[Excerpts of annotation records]
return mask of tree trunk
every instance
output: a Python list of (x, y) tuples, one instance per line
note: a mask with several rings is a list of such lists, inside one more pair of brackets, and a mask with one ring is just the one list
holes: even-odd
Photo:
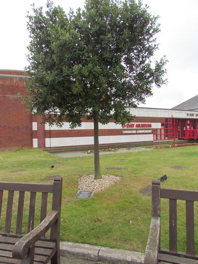
[(97, 111), (94, 111), (94, 179), (101, 179), (99, 167), (99, 116)]

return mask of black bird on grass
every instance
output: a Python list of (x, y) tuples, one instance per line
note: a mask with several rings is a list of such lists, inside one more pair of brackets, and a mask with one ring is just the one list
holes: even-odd
[(163, 176), (159, 178), (159, 179), (157, 179), (157, 180), (159, 180), (160, 181), (164, 181), (167, 180), (167, 176), (166, 175), (163, 175)]

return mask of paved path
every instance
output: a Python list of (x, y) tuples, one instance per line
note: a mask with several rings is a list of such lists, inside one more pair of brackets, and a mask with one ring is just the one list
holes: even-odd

### TASK STATEMENT
Update the material above by changing every occurrence of "every instance" to "all instances" and keeping everything else the same. Leave the pictures out of your answer.

### EXERCISE RESULT
return mask of tree trunk
all instances
output: a Python list of (x, y) tuples, one instance per line
note: a mask with several rings is a list of such lists, inside one more pair of brackets, and a mask with one ring is just the one list
holes: even-odd
Photo:
[(97, 111), (94, 111), (94, 179), (101, 179), (99, 167), (99, 116)]

return mask of black bird on grass
all instances
output: a Python list of (x, y) tuples, one instance per line
note: a mask with several rings is a list of such lists, inside one more pair of brackets, and a mask with one ring is just the one list
holes: even-odd
[(163, 176), (159, 178), (159, 179), (157, 179), (157, 180), (159, 180), (160, 181), (164, 181), (167, 180), (167, 176), (166, 175), (163, 175)]

return mask of paved path
all instances
output: a Python list of (x, y) tuples, one instance per line
note: a mask with several rings is a list of such lists, inside one more pair of brackets, and a mask with one ring is just the one list
holes: even-odd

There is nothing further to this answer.